TEXT PASSAGE »
- - - - -

You are viewing a plain text version of this content. The canonical link for it is here.

Posted to dev@parquet.apache.org by Uwe Korn <uw...@xhochy.com> on 2016/06/16 19:57:01 UTC

List of Additions to Parquet 2

Hello,

I'm currently looking at the differences between Parquet 1 and Parquet 2 
to implement these versions as a switch in parquet-cpp. The only list I 
could find is the rather undetailed changelog [1]. Is there maybe some 
better list or do I need to go through the referenced changesets entries 
myself to find the actual differences? (If the latter is the case, I'd 
also make a PR afterwards that augments the documentation with some 
"(since version 2.0)" markings. But I'm hoping a bit that there is some 
blog post or so out there that could make my life easier.

Thanks,

Uwe

[1] https://github.com/apache/parquet-format/blob/master/CHANGES.md

Re: List of Additions to Parquet 2

Posted by Ryan Blue <rb...@netflix.com.INVALID>.

Good point about needing more documentation on the 2.0 spec. Right now,
it's mostly only documented in the code and a table in the README [1]. But
even that table is unclear because many of the additions we've made are
forward-compatible and can be used in 1.0 files.

For example, the stats that were added are compatible with the 1.0 format
because older readers will ignore the stats objects when reading. The
"ConvertedType" annotations, like INT_8 or UINT_16 are similar. Thrift will
ignore unknown enum values and the field is optional so a UINT_16 looks
like an un-annotated INT32 to older readers. The addition or use of new
logical type annotations is compatible with 1.0 and implementing read-side
support should always be considered compatible with the format (though not
necessarily with the API).

The only features that aren't 1.0 compatible are those that cause a file to
be unreadable by existing 1.0 readers, like the new delta page encodings
and the addition of BROTLI to the compression enum [2].

rb

[1]: https://github.com/apache/parquet-mr#features
[2]: https://github.com/apache/parquet-format/pull/40

On Thu, Jun 16, 2016 at 1:19 PM, Wes McKinney <we...@gmail.com> wrote:

> To add a one bit of context, we're looking at the handling of integers
> other than INT32 and INT64 from the perspective of Apache Arrow. It
> seems that in Parquet 1 files, you may not be able to recover the
> original integer types from the file alone. The question is, should we
> put this metadata in the Parquet file? See
>
> https://github.com/apache/arrow/pull/89/files#diff-147a93dad8a2dfdac5531007c5c686b1R67
>
> If it may cause problems, we can leave the physical storage type as is
> and leave users to explicitly cast on deserialization to another
> integer type.

- - - - -

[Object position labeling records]
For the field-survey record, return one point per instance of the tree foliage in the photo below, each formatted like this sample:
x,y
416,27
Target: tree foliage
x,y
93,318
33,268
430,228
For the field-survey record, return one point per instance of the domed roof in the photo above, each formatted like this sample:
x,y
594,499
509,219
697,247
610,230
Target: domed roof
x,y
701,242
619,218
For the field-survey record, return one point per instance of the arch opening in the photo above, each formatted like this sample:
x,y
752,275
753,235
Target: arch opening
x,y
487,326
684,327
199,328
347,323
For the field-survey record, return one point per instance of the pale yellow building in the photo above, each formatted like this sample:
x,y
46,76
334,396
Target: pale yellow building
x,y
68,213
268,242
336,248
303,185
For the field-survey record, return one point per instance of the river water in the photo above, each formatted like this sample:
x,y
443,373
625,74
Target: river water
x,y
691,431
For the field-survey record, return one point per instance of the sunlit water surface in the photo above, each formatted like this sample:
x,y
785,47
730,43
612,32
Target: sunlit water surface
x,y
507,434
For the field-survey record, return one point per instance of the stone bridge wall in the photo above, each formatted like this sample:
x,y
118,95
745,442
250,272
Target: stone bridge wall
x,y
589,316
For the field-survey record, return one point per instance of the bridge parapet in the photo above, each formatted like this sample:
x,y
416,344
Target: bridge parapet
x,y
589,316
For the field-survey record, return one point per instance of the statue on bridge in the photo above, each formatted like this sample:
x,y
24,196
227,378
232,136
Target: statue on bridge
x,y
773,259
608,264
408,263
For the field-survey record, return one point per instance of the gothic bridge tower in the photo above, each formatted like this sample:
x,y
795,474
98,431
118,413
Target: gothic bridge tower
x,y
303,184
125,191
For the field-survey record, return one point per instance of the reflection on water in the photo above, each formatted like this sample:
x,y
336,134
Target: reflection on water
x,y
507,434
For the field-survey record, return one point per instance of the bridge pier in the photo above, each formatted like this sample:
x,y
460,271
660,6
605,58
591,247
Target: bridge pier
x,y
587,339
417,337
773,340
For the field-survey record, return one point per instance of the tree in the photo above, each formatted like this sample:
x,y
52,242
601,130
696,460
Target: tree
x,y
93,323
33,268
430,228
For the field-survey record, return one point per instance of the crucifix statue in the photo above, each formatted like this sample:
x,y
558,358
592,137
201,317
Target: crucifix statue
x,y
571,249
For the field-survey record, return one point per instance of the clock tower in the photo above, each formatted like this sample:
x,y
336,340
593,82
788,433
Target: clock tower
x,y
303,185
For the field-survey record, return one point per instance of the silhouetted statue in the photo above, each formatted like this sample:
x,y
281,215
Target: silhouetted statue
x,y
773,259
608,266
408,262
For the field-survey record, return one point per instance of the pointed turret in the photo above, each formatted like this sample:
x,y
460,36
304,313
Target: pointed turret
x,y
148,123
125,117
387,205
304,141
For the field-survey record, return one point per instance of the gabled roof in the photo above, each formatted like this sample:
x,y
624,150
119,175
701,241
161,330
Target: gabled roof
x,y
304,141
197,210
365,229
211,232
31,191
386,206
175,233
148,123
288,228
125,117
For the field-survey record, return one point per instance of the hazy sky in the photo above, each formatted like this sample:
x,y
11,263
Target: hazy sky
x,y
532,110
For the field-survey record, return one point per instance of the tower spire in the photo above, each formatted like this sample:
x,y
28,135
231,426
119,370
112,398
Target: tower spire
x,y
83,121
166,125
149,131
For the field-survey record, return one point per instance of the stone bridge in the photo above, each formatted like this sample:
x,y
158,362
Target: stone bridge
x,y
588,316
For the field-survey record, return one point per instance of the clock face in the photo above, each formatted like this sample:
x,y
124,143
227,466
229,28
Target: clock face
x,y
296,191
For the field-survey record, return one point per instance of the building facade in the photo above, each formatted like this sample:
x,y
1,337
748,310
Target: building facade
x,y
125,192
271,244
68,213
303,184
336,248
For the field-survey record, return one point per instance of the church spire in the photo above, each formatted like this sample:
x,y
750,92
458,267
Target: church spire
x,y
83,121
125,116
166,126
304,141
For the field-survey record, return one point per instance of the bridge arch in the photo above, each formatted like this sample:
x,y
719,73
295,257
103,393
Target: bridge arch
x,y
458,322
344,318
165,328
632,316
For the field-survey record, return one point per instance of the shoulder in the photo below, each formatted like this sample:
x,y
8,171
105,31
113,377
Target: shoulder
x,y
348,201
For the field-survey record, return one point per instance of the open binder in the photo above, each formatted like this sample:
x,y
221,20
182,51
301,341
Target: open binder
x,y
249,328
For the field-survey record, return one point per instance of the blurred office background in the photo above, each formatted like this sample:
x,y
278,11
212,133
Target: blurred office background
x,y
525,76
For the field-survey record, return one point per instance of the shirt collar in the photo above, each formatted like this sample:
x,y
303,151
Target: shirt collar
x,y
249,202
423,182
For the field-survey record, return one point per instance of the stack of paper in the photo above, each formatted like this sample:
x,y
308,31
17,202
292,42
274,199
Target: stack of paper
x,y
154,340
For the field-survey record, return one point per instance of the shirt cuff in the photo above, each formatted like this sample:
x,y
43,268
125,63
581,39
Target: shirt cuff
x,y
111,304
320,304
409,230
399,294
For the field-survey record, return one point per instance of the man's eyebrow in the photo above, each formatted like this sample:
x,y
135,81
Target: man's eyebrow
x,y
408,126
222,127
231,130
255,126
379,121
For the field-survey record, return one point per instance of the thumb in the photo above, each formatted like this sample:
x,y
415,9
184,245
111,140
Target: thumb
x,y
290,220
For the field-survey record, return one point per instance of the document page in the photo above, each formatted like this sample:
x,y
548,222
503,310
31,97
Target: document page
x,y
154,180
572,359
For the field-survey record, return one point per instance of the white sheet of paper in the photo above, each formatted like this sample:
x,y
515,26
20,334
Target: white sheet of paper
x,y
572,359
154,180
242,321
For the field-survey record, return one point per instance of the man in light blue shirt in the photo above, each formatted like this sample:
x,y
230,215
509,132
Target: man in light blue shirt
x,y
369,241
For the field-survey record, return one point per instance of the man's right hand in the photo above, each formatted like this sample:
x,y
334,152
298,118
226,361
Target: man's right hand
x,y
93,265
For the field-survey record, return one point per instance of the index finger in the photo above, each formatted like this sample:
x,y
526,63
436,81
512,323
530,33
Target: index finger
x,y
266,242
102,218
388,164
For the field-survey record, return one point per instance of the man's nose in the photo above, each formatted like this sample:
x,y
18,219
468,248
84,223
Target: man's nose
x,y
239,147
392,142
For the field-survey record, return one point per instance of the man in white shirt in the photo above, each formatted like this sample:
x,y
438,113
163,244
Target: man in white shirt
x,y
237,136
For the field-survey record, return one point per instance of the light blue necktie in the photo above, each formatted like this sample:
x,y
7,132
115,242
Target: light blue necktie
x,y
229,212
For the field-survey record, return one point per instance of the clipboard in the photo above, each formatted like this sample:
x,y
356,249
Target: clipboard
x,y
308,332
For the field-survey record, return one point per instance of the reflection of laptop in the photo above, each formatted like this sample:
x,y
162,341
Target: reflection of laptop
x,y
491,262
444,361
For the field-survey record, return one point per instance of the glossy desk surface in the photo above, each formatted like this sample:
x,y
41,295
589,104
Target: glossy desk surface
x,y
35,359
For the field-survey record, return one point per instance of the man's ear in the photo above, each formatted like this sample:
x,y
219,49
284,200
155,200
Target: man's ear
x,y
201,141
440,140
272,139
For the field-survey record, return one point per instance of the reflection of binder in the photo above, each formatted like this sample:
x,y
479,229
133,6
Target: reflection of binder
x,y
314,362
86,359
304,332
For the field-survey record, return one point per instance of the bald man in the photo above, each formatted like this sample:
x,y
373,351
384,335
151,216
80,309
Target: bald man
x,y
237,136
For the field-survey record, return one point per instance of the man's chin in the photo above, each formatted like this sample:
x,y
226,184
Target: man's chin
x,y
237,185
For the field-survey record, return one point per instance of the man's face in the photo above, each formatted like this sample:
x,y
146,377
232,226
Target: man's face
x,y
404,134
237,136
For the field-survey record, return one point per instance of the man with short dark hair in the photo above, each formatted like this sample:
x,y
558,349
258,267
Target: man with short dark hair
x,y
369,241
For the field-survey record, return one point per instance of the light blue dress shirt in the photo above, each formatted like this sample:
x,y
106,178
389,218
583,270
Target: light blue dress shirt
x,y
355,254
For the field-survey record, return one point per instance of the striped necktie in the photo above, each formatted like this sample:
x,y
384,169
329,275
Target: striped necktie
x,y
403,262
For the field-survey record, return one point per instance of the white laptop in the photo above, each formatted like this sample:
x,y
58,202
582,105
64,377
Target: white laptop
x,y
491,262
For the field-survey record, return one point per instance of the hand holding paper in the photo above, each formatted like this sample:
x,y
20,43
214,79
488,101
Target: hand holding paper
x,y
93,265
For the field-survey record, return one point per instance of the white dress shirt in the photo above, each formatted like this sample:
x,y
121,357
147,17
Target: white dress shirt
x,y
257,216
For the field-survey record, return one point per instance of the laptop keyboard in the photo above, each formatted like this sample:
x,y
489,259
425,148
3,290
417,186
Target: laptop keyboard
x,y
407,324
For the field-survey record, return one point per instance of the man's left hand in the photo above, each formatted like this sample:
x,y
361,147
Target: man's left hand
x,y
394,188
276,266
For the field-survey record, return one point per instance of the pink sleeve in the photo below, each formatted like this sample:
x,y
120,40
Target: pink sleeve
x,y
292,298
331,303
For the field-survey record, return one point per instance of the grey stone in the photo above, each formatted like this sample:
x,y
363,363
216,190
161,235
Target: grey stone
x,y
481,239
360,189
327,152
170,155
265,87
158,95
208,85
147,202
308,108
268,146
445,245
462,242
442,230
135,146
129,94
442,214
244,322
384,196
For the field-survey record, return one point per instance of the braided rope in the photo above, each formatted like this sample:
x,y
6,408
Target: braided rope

- - - - -

WRITTEN TASKS »
- a) Answer these questions using the Parquet thread:
(i) In which project does the opening message propose implementing the Parquet versions as a switch?
(ii) According to the reply, what do older readers do with the stats objects when reading?
(iii) Which two features does the reply name as not 1.0 compatible?
- b) In the Parquet thread, reproduce word for word everything from "Good point about" down to "in 1.0 files.".

OUTPUTS »
- a)
(i) parquet-cpp
(ii) They ignore them.
(iii) The new delta page encodings and the addition of BROTLI to the compression enum.

- b)
Good point about needing more documentation on the 2.0 spec. Right now,
it's mostly only documented in the code and a table in the README [1]. But
even that table is unclear because many of the additions we've made are
forward-compatible and can be used in 1.0 files.